▸ **WHAT THE TASK REQUIRES**
Write out the part of the coupled bead motion solution starting with "Fig 1: Free" and going on through "Tension $T$ acts upwards.".

▸ **SELECTED PASSAGE**
──────────

Physics Solution: Coupled Bead Motion

Coupled Bead Motion Analysis

Let the mass of each bead be $m$. We will analyze the motion in three stages: motion on the rod alone, motion on the helix alone, and finally the combined motion of the system.

1. Method I: Force Analysis

Analysis of Individual Motions

Case I: Bead on the Rod
The bead falls freely under gravity $g$ along the vertical rod. $$h = \frac{1}{2} g T_1^2 \implies T_1^2 = \frac{2h}{g} \quad \dots(1)$$

Case II: Bead on the Helix
Let $\theta$ be the constant angle the tangent to the helix makes with the vertical. The effective acceleration along the helical path is the component of gravity along the tangent, $g \cos \theta$. The length of the path corresponding to vertical height $h$ is $L = h \sec \theta$.

$$L = \frac{1}{2} (g \cos \theta) T_2^2 \implies h \sec \theta = \frac{1}{2} g \cos \theta T_2^2$$ $$T_2^2 = \frac{2h}{g \cos^2 \theta} \quad \dots(2)$$

Fig 1: Free Body Diagrams of the individual beads

Coupled Motion Analysis

In the combined setup, the bead on the helix (Bead A) and the bead on the rod (Bead B) are connected by an inextensible vertical thread. This constraint implies that their vertical acceleration $a_z$ must be identical.

Since the helix path is longer than the vertical path, Bead A would naturally descend slower than Bead B if unconnected. Therefore, the thread will become taut. Bead B (on the rod) will pull Bead A down, and conversely, Bead A will pull Bead B up.

Forces Involved:

Bead B (Rod): Gravity $mg$ acts downwards. Tension $T$ acts upwards.
Bead A (Helix): Gravity $mg$ and Tension $T$ both act vertically downwards.

──────────

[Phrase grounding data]
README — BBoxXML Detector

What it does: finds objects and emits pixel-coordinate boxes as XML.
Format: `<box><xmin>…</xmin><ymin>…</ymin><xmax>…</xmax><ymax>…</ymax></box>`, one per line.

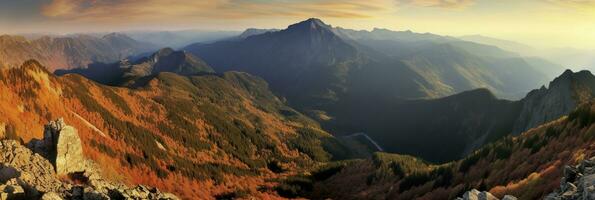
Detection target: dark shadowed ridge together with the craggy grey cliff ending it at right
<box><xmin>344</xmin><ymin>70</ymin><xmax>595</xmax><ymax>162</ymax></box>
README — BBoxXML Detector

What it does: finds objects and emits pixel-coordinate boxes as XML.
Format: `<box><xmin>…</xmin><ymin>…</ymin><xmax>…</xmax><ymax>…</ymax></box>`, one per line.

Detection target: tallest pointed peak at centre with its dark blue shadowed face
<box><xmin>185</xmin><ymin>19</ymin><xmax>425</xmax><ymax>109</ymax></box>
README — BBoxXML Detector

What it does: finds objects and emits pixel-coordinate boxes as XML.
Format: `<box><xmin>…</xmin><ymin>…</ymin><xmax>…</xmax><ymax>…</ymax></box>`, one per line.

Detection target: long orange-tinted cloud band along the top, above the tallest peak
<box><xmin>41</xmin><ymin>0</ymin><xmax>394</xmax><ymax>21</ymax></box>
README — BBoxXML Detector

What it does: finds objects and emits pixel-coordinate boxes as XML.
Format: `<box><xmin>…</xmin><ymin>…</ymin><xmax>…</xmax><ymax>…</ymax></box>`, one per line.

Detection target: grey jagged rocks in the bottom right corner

──────────

▸ **WRITTEN ANSWER**
Fig 1: Free Body Diagrams of the individual beads

Coupled Motion Analysis

In the combined setup, the bead on the helix (Bead A) and the bead on the rod (Bead B) are connected by an inextensible vertical thread. This constraint implies that their vertical acceleration $a_z$ must be identical.

Since the helix path is longer than the vertical path, Bead A would naturally descend slower than Bead B if unconnected. Therefore, the thread will become taut. Bead B (on the rod) will pull Bead A down, and conversely, Bead A will pull Bead B up.

Forces Involved:

Bead B (Rod): Gravity $mg$ acts downwards. Tension $T$ acts upwards.